▶ Texto de apoio
Gosto da tua escolha de palavras, Rui, quando dizes que este será o Dia D para Obama. Mas faltou dizer quem importa derrotar para lá das praias da Normandia, quem são aqueles que fizeram a guerra para impedir que todos os americanos tenham acesso a cuidados de saúde ou que, mesmo aqueles com seguros de saúde, não sejam obrigados a interromper cuidados vitais quando atingem o tecto da respectiva apólice.

 

Claro que estes inimigos são muitos mas o João Galamba indicou-nos o Goebbels da história com aquela recomendação, palerma, da First Things, num dia em que a revista dava palco aos assanhamentos de mais um dignitário da ICAR contra esta proposta de lei. Aliás, basta dar uma espreitadela ao blog do cardeal Sean O'Malley - de Boston, for pit sake, esta gente não tem mesmo vergonha na cara - para ver o tom apocaliptico com que a conferência episcopal deste país,  em perfeita consonância  ecuménica com as restantes confissões cristãs,  pintou esta lei.

 

Loving déjà vu

Richard e Mildred Loving estão indelevelmente ligados à luta pela igualdade racial nos Estados Unidos.  O que lhes aconteceu em 1958 levou à decisão, em 1967, do Supremo Tribunal de Justiça que declarou a inconstitucionalidade das leis então vigentes em 20 Estados dos EUA, que não só proibiam como criminalizavam os casamentos entre pessoas de raças diferentes.

 

Si non é vero è ben trovato

Em inúmeros sites norte-americanos, BoingBoing e Pharyngula inclusive, comenta-se a proposta submetida ao procurador geral da Califórnia por John Marcotte, que pretende levar às últimas consequências a Prop 8. Isto é, se teve um acolhimento tão favorável, por supostamente proteger o casamento «tradicional», a proposta que baniu o casamento entre pessoas do mesmo sexo na Califórnia, Marcotte  considera que, por maioria de razões, o seu «2010 California Marriage Protection Act», que pretende proibir o divórcio, deverá ganhar num «landslide».

 

Embora alguns tenham levado a sério a proposta, parece-me claro que se trata de uma brincadeira destinada a mostrar a hipocrisia dos apoiantes da Prop 8, tão mais claro depois de ter lido um dos artigos constantes no site Rescue Marriage, «Prop 8 supporter blasted for promoting traditional values — like spanking». Também ajudou uma pesquisa rápida que me devolveu a página do autor da proposta, a Bad Mouth, e em particular o artigo que lê:

 

«It’s gone past ridiculous and straight to the absurd. At this point, it appears your average public restroom has more gay Republicans in it than clean handtowels. The “holier-than-thou” party has spent an awful lot of time on their knees this past year, but they haven’t been doing a lot of praying.

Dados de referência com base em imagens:
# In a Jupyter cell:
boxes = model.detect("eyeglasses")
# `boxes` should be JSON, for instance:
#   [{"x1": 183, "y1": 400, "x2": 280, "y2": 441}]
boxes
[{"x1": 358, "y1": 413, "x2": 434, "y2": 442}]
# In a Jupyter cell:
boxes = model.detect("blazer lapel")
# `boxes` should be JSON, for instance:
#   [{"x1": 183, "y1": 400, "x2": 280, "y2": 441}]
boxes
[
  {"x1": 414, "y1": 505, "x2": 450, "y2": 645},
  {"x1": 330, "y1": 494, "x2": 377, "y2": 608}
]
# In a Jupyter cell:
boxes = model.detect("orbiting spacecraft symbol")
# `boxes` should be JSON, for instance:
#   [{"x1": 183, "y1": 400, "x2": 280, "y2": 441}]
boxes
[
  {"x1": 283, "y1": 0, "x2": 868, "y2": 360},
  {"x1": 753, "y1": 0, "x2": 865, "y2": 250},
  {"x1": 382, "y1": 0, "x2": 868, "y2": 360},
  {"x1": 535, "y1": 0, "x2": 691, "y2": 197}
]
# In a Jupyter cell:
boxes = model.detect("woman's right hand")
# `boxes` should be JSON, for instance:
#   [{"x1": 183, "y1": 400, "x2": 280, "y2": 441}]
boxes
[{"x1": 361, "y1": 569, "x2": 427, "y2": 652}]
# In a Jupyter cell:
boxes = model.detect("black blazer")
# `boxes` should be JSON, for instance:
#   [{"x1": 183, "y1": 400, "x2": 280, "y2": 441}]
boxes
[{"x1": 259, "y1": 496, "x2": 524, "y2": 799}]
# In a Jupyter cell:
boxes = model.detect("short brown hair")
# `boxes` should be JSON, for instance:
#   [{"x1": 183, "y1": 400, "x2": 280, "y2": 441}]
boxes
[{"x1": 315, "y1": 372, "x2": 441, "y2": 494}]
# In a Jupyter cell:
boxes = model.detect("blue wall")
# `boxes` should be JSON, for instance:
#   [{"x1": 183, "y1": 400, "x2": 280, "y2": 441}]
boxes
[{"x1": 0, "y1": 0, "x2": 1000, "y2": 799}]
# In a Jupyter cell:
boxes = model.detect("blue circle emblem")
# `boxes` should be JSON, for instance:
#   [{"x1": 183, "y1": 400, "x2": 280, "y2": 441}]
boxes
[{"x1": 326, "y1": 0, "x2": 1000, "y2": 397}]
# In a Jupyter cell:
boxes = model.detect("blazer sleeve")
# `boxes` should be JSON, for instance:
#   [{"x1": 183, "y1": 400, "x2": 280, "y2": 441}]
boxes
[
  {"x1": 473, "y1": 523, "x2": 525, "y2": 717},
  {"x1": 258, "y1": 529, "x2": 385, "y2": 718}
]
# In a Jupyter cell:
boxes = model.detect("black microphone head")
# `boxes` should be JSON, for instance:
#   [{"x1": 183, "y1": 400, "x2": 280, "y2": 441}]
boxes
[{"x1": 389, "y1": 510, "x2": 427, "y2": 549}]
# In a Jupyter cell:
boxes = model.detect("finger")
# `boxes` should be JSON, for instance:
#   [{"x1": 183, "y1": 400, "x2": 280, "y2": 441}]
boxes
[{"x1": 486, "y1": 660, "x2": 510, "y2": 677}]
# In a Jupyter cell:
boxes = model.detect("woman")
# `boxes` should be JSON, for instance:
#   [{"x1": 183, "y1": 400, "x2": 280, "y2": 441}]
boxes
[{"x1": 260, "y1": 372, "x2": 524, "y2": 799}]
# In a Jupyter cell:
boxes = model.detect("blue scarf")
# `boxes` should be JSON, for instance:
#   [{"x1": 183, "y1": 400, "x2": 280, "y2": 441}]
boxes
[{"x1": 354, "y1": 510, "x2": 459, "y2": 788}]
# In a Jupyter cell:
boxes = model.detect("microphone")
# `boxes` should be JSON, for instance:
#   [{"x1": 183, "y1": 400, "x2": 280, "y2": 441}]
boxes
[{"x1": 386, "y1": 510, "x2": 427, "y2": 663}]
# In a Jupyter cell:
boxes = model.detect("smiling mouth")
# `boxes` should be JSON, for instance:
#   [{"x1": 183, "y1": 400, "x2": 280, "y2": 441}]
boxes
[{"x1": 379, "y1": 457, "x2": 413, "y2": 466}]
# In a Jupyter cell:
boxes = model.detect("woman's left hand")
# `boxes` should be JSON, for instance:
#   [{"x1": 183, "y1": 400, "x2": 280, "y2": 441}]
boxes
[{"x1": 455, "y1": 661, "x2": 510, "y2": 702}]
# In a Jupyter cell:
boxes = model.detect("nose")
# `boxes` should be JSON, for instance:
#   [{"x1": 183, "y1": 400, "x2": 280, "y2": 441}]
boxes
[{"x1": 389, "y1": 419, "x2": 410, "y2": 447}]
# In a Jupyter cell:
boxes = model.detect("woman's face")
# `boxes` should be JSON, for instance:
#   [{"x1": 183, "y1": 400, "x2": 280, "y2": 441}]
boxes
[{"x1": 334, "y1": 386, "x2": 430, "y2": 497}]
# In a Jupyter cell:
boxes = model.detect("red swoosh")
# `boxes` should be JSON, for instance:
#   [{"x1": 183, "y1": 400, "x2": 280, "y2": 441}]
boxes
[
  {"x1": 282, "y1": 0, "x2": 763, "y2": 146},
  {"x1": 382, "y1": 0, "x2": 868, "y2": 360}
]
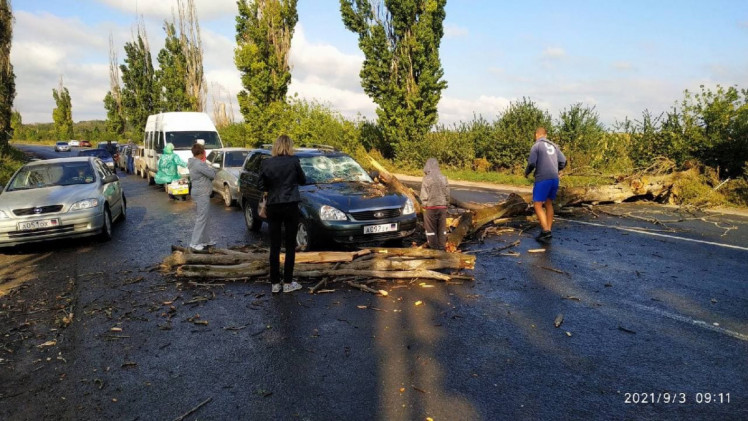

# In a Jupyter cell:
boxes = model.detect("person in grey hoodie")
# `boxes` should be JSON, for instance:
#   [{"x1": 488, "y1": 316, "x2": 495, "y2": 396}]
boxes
[
  {"x1": 187, "y1": 143, "x2": 216, "y2": 251},
  {"x1": 525, "y1": 127, "x2": 566, "y2": 242},
  {"x1": 421, "y1": 158, "x2": 449, "y2": 250}
]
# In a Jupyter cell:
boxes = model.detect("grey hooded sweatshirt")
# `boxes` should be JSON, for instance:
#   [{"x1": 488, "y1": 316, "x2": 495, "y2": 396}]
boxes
[
  {"x1": 187, "y1": 158, "x2": 216, "y2": 196},
  {"x1": 421, "y1": 158, "x2": 449, "y2": 208}
]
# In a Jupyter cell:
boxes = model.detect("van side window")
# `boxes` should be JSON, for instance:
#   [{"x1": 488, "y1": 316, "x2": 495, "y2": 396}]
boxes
[
  {"x1": 153, "y1": 132, "x2": 164, "y2": 153},
  {"x1": 244, "y1": 152, "x2": 263, "y2": 173}
]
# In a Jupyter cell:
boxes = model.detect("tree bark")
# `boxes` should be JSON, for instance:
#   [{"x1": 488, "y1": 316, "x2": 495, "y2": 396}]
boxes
[{"x1": 369, "y1": 157, "x2": 422, "y2": 214}]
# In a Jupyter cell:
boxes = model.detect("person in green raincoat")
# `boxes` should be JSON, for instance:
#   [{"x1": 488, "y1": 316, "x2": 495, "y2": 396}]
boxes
[{"x1": 154, "y1": 143, "x2": 187, "y2": 184}]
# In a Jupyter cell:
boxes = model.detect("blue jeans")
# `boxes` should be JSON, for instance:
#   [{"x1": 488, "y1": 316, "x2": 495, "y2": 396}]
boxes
[{"x1": 532, "y1": 178, "x2": 558, "y2": 202}]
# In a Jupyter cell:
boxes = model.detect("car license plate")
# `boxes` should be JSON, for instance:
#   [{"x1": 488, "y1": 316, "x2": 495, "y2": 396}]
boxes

▶ Lista de tarefas
a) No texto sobre política norte-americana, transforme numa lista de tópicos o parágrafo que começa por «Em inúmeros sites norte-americanos», mantendo os factos principais.
b) Resuma em três frases o texto sobre política norte-americana.
c) Prossiga o texto sobre política norte-americana a partir do ponto em que termina.

▶ Resultados por tarefa
a)
- Vários sites norte-americanos, incluindo o BoingBoing e o Pharyngula, comentam uma proposta de John Marcotte.
- Marcotte submeteu essa proposta ao procurador-geral da Califórnia.
- A proposta pretende levar a Prop 8 às últimas consequências.
- A Prop 8 baniu o casamento entre pessoas do mesmo sexo na Califórnia e teve um acolhimento favorável por supostamente proteger o casamento «tradicional».
- O «2010 California Marriage Protection Act», de Marcotte, pretende proibir o divórcio.
- Marcotte considera que, por maioria de razões, a sua proposta deverá ganhar num «landslide».

b) O autor comenta a ideia de que este será o Dia D para Obama e aponta como inimigos aqueles que fizeram guerra ao acesso de todos os americanos a cuidados de saúde, destacando o tom apocalíptico com que a conferência episcopal descreveu a proposta de lei. Recorda também que o caso de Richard e Mildred Loving, ocorrido em 1958, levou o Supremo Tribunal, em 1967, a declarar inconstitucionais as leis de 20 Estados que proibiam e criminalizavam os casamentos entre pessoas de raças diferentes. Por fim, refere a proposta de John Marcotte para proibir o divórcio na Califórnia, que o autor considera uma brincadeira destinada a mostrar a hipocrisia dos apoiantes da Prop 8.

c)
I have no theories why this is the case, other than I think that being gay is the way God made some people and being conservative is a choice, and almost every Republican I’ve met thinks the opposite

 

Como é afirmado alhures, « I heartily approve of using the ballot box to smack down the bigots», ou antes, aprovo totalmente a recuperação da sátira para desmascarar a hipocrisa. Força, Marcotte!

E já que um tema na moda tem sido a moral e bons costumes versus pornografia

vale a pena ler um artigo de hoje na New Scientist intitulado «Porn in the USA: Conservatives are biggest consumers», em particular o ponto que trata da correlação entre consumo privado de pornografia e defesa pública da tal «moral»  e  dos «bons costumes»:

 

Residents of 27 states that passed laws banning gay marriages boasted 11% more porn subscribers than states that don't explicitly restrict gay marriage.

To get a better handle on other associations between social attitudes and pornography consumption, Edelman melded his data with a previous study on public attitudes toward religion.

States where a majority of residents agreed with the statement "I have old-fashioned values about family and marriage," bought 3.6 more subscriptions per thousand people than states where a majority disagreed. A similar difference emerged for the statement "AIDS might be God's punishment for immoral sexual behaviour."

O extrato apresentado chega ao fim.